BRIEF
Check each line of the material, and show the ones that include the word "order".

TASK DATA
● ● ● ● ● ● ●

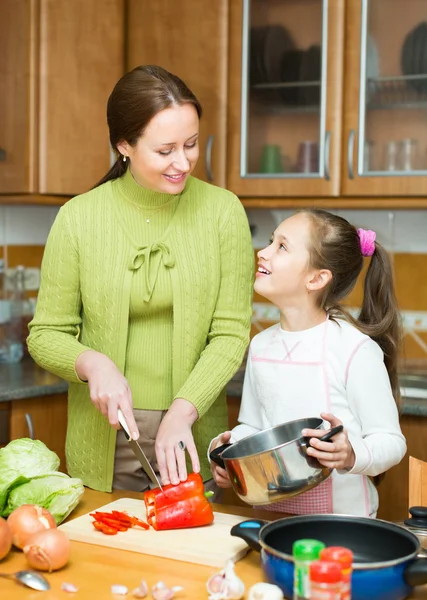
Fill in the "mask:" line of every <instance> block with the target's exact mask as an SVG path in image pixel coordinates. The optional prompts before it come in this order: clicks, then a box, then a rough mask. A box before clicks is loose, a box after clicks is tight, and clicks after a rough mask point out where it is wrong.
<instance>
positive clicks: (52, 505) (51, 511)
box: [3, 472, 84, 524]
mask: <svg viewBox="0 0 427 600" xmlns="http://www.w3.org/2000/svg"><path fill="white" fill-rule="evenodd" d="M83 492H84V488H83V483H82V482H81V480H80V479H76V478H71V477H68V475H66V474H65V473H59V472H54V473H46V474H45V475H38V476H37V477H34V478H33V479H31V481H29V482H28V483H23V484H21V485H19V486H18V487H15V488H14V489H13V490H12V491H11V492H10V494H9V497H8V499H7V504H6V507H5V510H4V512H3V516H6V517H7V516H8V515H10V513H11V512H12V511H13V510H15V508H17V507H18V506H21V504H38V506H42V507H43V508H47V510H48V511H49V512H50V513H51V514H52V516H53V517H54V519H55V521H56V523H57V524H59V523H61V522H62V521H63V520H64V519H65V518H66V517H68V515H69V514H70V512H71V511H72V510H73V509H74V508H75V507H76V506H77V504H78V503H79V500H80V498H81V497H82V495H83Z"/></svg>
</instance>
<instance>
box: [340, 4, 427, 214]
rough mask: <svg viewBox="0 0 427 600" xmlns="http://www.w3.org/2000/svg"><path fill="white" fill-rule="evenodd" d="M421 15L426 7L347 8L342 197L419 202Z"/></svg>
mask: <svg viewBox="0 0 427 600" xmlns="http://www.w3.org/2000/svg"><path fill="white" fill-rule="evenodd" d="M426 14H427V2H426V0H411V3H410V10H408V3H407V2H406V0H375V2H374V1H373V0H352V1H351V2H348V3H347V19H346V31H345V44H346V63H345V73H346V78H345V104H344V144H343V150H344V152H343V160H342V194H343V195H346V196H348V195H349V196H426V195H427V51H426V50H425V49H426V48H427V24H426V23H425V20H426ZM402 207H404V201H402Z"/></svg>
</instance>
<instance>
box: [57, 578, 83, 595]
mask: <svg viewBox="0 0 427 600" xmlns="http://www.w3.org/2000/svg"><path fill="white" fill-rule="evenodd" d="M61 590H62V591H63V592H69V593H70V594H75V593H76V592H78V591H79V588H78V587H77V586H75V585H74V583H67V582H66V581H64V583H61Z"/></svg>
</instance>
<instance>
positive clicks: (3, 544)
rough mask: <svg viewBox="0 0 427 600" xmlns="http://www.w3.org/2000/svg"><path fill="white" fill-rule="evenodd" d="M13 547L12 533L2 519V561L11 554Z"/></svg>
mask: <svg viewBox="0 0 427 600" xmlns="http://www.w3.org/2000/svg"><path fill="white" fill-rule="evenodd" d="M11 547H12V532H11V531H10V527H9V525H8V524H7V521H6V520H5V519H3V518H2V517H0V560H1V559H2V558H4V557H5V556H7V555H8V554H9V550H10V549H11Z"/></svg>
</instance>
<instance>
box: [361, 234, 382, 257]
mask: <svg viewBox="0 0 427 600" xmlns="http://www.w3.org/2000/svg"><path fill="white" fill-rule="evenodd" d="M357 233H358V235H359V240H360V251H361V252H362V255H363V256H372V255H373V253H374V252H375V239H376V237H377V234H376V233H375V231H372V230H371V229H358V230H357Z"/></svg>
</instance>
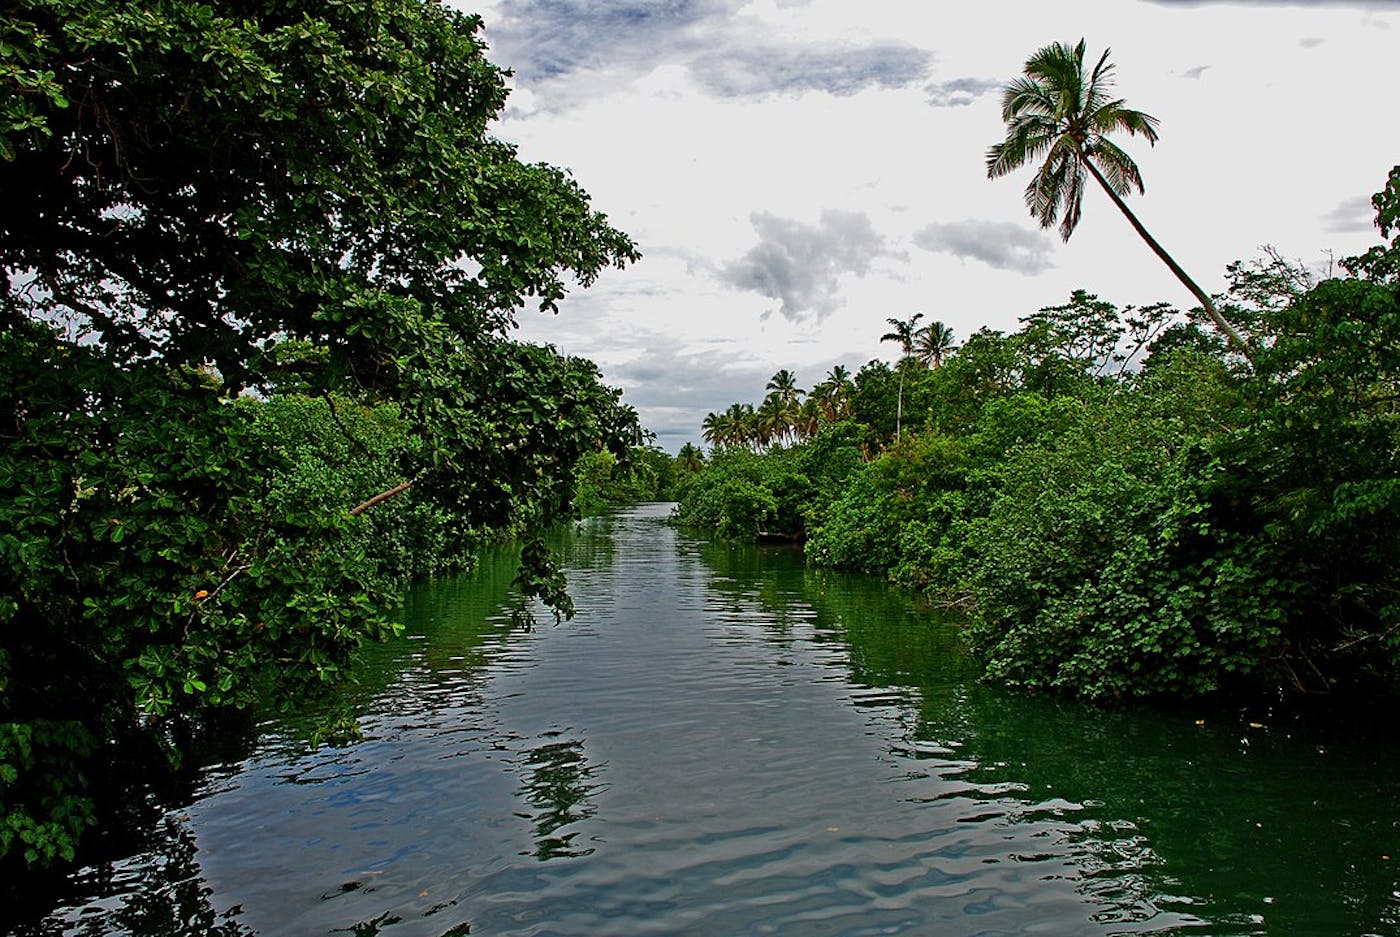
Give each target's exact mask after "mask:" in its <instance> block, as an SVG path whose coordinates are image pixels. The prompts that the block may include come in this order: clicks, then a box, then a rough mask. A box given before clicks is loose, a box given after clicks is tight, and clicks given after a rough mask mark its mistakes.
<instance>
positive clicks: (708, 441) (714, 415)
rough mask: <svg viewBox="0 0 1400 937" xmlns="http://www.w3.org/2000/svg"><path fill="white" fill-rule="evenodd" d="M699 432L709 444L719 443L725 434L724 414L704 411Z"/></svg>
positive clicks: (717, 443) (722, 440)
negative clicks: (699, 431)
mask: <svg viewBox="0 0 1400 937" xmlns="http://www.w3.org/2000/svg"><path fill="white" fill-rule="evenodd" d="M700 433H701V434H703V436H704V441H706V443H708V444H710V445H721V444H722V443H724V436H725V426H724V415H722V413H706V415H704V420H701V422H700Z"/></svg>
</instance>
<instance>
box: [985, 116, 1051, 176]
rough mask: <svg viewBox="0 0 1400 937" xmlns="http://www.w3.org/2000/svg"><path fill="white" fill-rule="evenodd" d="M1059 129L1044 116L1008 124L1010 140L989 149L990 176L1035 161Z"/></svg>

● ● ● ● ● ● ●

RESPONSE TO THIS TASK
Fill in the "mask:" line of every <instance> block with the target's exact mask as an SVG path in image pixel coordinates. The optional prompts before it come in this order: clicks, then a box, then a rough mask. A box before clicks is loose, a box after clicks is tight, and clicks after a rough mask point out where it is wrong.
Give each target's exact mask after "mask:" in its <instance> block, as an SVG path whose coordinates are image pixels. The prompts that the block may include come in this order: clicks, then a box, then a rough mask. A box given before clicks is loose, a box given after clicks is tight, and clicks given after a rough mask mark its mistakes.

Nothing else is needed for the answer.